---- Documento di partenza

Le piattaforme cloud hanno iniziato a crescere (nell’adozione e della ‘maturità’ tecnologica) grazie alle comunità di sviluppatori che hanno potuto ‘sperimentare’ senza dover dedicare eccessivi investimenti infrastrutturali, come accadeva solo fino a qualche anno fa. In particolare, scrivono gli analisti di Forrester Andre Kindness e James Staten (nel loro recente report intitolato “Beware the pitfalls within networking for hybrid cloud”), le piattaforme di public cloud hanno di fatto accelerato i rilasci delle applicazioni mettendo a disposizione degli sviluppatori risorse server, storage e networking in tempi rapidi e a costi contenuti.
Tuttavia, “poter avere risorse infrastrutturali ‘pubbliche’ a disposizione tramite un semplice click del mouse non significa che si possano ‘spegnere le luci’ dei data center privati aziendali”, scrivono gli analisti. “I data center di classe enterprise continueranno a ‘sopravvivere’ perché indispensabili per i nuovi business model delle aziende, a patto però che evolvano verso sistemi agili, flessibili e dinamici; è qui che il modello cloud diventa una risorsa di valore; ma nell’evoluzione dei data center verso modelli ibridi le ‘carte in gioco’ sono numerose: gli sforzi di integrazione e sicurezza possono rivelarsi molto complessi (e anche piuttosto costosi)”.

--------
---- Dati forniti

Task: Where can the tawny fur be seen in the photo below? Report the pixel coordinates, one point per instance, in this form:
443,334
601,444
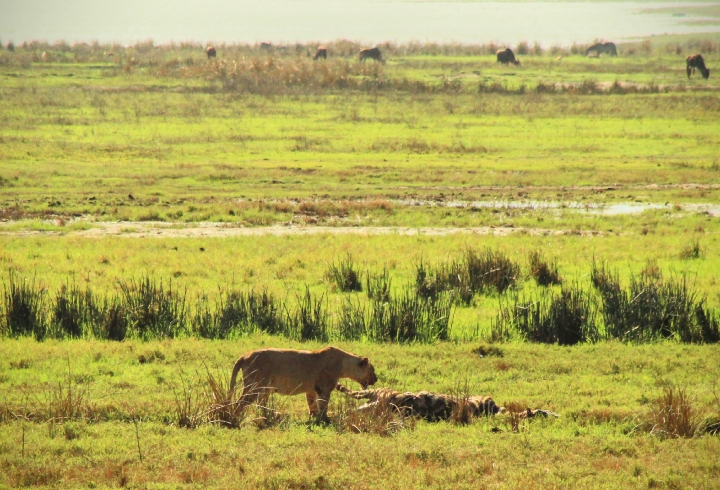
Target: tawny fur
293,372
506,56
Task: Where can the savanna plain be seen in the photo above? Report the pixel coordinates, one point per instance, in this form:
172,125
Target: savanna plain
544,233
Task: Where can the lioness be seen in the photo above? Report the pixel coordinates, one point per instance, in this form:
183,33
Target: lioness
291,372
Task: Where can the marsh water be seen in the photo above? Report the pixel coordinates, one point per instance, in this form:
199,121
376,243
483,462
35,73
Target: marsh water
369,21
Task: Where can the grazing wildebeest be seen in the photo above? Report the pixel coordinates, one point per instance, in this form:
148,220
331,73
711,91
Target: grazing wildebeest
695,61
506,56
321,53
602,48
372,53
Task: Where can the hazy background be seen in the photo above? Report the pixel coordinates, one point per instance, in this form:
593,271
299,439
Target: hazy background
370,21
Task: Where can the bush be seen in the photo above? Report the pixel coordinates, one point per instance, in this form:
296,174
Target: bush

--------

Nel documento di partenza, quali risorse hanno messo a disposizione degli sviluppatori le piattaforme di public cloud?

Risorse server, storage e networking, in tempi rapidi e a costi contenuti.